=== Section Start ===

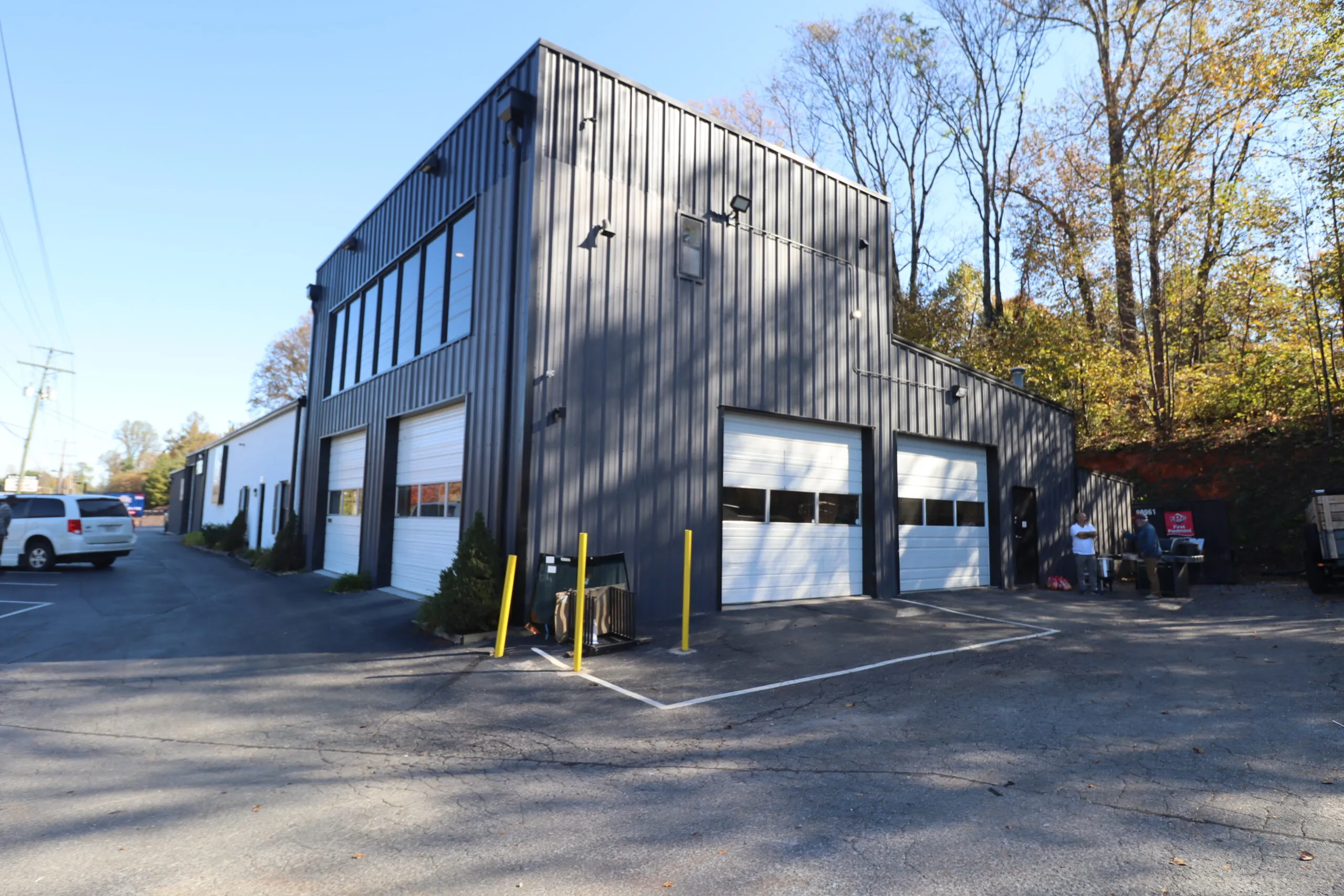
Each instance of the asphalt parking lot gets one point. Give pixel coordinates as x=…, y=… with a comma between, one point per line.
x=182, y=724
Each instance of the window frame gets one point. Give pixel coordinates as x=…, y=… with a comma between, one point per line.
x=448, y=275
x=705, y=248
x=343, y=370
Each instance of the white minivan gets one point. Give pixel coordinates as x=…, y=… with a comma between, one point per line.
x=47, y=530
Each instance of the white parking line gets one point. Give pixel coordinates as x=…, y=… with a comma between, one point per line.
x=35, y=605
x=1042, y=632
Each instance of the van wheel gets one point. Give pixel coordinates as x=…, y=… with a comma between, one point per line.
x=39, y=556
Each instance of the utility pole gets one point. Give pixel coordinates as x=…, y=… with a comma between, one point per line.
x=61, y=476
x=37, y=400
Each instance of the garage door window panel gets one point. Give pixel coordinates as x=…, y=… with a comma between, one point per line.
x=838, y=510
x=910, y=511
x=971, y=512
x=793, y=507
x=940, y=512
x=743, y=505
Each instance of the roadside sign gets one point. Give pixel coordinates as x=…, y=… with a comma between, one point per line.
x=133, y=500
x=1179, y=523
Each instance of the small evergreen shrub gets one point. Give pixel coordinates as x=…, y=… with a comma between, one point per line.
x=351, y=582
x=468, y=598
x=236, y=534
x=214, y=535
x=287, y=555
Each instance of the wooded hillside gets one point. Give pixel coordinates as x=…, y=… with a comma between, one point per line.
x=1168, y=218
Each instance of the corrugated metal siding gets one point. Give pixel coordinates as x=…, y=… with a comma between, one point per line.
x=476, y=166
x=1034, y=442
x=646, y=362
x=1108, y=500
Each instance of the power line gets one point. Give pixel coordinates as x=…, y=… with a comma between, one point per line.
x=33, y=198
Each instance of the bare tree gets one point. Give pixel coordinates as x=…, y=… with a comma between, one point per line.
x=869, y=90
x=984, y=108
x=282, y=374
x=139, y=444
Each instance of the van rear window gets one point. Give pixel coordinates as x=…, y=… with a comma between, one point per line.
x=102, y=507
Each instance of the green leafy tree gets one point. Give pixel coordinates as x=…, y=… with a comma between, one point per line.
x=469, y=590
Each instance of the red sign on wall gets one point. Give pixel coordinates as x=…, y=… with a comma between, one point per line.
x=1179, y=523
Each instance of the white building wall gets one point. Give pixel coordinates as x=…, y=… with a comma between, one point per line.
x=258, y=457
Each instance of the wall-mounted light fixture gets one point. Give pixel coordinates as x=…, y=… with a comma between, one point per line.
x=512, y=107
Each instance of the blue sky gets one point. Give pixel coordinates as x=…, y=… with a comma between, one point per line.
x=194, y=163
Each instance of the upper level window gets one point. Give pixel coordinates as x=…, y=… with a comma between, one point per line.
x=412, y=308
x=432, y=305
x=690, y=261
x=387, y=321
x=407, y=324
x=369, y=342
x=461, y=276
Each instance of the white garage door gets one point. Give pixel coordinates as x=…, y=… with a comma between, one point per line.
x=344, y=503
x=942, y=500
x=791, y=511
x=429, y=496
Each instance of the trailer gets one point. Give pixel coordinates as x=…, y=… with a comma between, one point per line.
x=1324, y=537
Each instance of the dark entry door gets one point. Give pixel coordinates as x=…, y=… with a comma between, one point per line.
x=1026, y=558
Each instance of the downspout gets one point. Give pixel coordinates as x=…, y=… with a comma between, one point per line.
x=293, y=462
x=514, y=107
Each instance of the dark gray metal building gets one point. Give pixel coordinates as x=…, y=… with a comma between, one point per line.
x=591, y=308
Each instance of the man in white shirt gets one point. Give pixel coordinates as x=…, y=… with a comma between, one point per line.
x=1085, y=554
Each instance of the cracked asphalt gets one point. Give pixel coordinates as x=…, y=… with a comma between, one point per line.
x=182, y=724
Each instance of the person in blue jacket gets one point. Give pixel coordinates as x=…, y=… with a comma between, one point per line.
x=1150, y=551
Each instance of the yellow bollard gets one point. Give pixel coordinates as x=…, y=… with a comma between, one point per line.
x=579, y=605
x=505, y=604
x=686, y=597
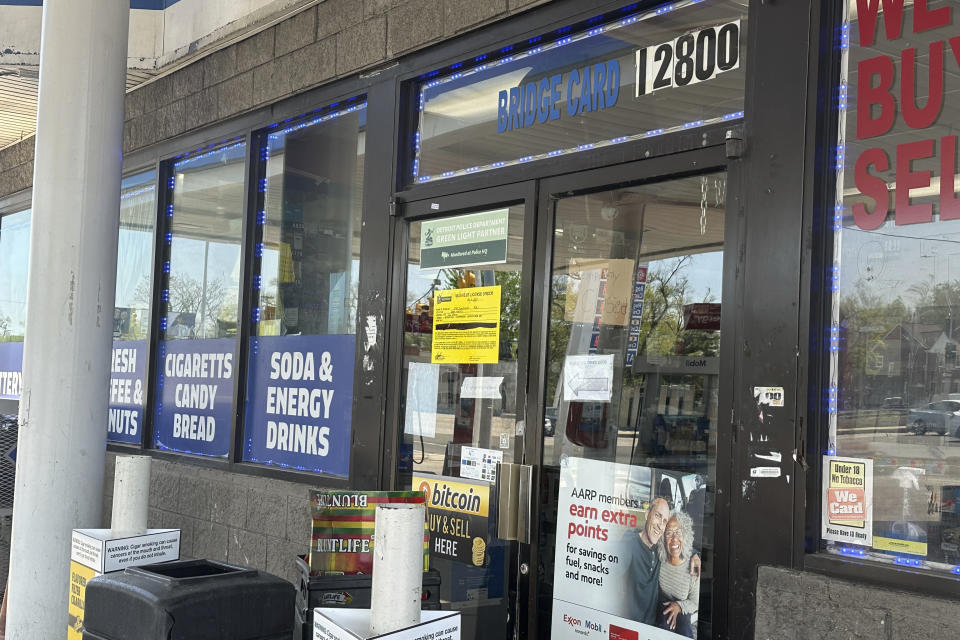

=== Section End ===

How to complete this task
Apart from the pictures, all of the data must be duplicated exactly as shown above.

Final answer
Each instance of the asphalt parking lot gets one point. Give pixel coordinates as x=…, y=… with a comma between, one point per line.
x=182, y=724
Each instance of the window frame gets one point. Give pixel coordinates as x=…, y=… with a comma between, one point per line.
x=448, y=275
x=705, y=248
x=343, y=370
Each instance of the white minivan gets one point. Give pixel coordinates as x=…, y=… with a comma between, one point per line.
x=47, y=530
Each instance of the white parking line gets one point. Give pixel coordinates as x=…, y=… with a comma between, one point per line.
x=35, y=605
x=1042, y=632
Each instance of the van wheel gets one point. Give pixel coordinates as x=…, y=… with a comma between, one point per line.
x=39, y=556
Each instance of the utility pole gets one point. Give pixel coordinates as x=…, y=… with a comma between, one point per line.
x=61, y=476
x=37, y=400
Each instance of the garage door window panel gets one point. Give pixel coordinates as x=…, y=… with a comma between, one point per line.
x=838, y=510
x=910, y=511
x=971, y=512
x=793, y=507
x=940, y=512
x=743, y=505
Each instance of the roadside sign gets one point. Give pixel coordinates as x=…, y=… with a comma between, one point per line.
x=133, y=500
x=1179, y=523
Each instance of the small evergreen shrub gets one point. Give pixel coordinates as x=…, y=… with a comma between, one point per line.
x=351, y=582
x=468, y=598
x=236, y=534
x=214, y=535
x=287, y=555
Each instance of the wooded hillside gets one point. Give pixel coordinates as x=…, y=… with a comma between, one point per line.
x=1168, y=218
Each instance of the corrugated metal siding gets one point. Give pixel coordinates as x=…, y=… with a comma between, one point per line.
x=476, y=166
x=1034, y=442
x=646, y=362
x=1108, y=500
Each instance of the power line gets one point. Give pixel coordinates as x=…, y=… with a comma between, one point per line.
x=33, y=198
Each instance of the bare tree gets one point. Give pixel coordinates as x=…, y=… with a comma between, one point per line.
x=869, y=90
x=984, y=108
x=282, y=374
x=139, y=444
Each instance of the van rear window gets one point. Give pixel coordinates as x=…, y=… with a comma between, one point per line.
x=102, y=507
Each instance of the green leafy tree gets one point. Give pixel coordinates as x=…, y=… with a comma between, one point per line.
x=469, y=590
Each instance of the red sign on wall gets one point. Give pixel coordinates as x=…, y=… with a comma between, one point per line.
x=1179, y=523
Each instance of the white building wall gets one point. Give pixel coordinates as x=…, y=… with a comma between, one point per line.
x=258, y=457
Each instance of the wall-mounted light fixture gets one point. Give pixel coordinates as x=…, y=… with a comma between, one point per line.
x=512, y=107
Each instance of the blue sky gets one point. Give pixel coordinates as x=…, y=… with a comma between, one point per line.
x=194, y=163
Each instance of the upper level window gets one point. Give pixel coordinates as x=…, y=… with a comma between, one point per line.
x=412, y=308
x=432, y=305
x=690, y=261
x=387, y=321
x=407, y=324
x=369, y=342
x=461, y=276
Each instance of the white garage door gets one point. Give pixel coordinates as x=…, y=… with a comma between, one point per line.
x=344, y=503
x=942, y=500
x=791, y=511
x=429, y=496
Each instance of the trailer gets one point. Give pixel coordinates as x=…, y=… with a comma between, one point per line.
x=1324, y=537
Each instance of the dark entry door gets one point. Give pixel coordinates as x=…, y=… with a comma between, one point per line.
x=1026, y=558
Each instance of the downspout gets one point. Give pixel coordinates as x=…, y=… with a comma between, one point per line.
x=293, y=462
x=514, y=107
Each instance of the dark gray metal building gets one point. Give pixel coordinates as x=…, y=… with a comma between, one point per line.
x=591, y=308
Each instance of the man in white shirt gets one point. Give pixel coordinates as x=…, y=… with a comma between, one point per line.
x=1085, y=554
Each instance of the cracked asphalt gets one point. Give pixel coordinates as x=…, y=… with a comma between, one point per line.
x=182, y=724
Each instance of the person in blue jacket gets one point. Give pixel coordinates as x=…, y=… with a comma between, one point per line.
x=1150, y=551
Each instance of the yellow bollard gets one point. Give pixel coordinates as x=…, y=… with a comma between, one point per line.
x=579, y=605
x=505, y=604
x=686, y=597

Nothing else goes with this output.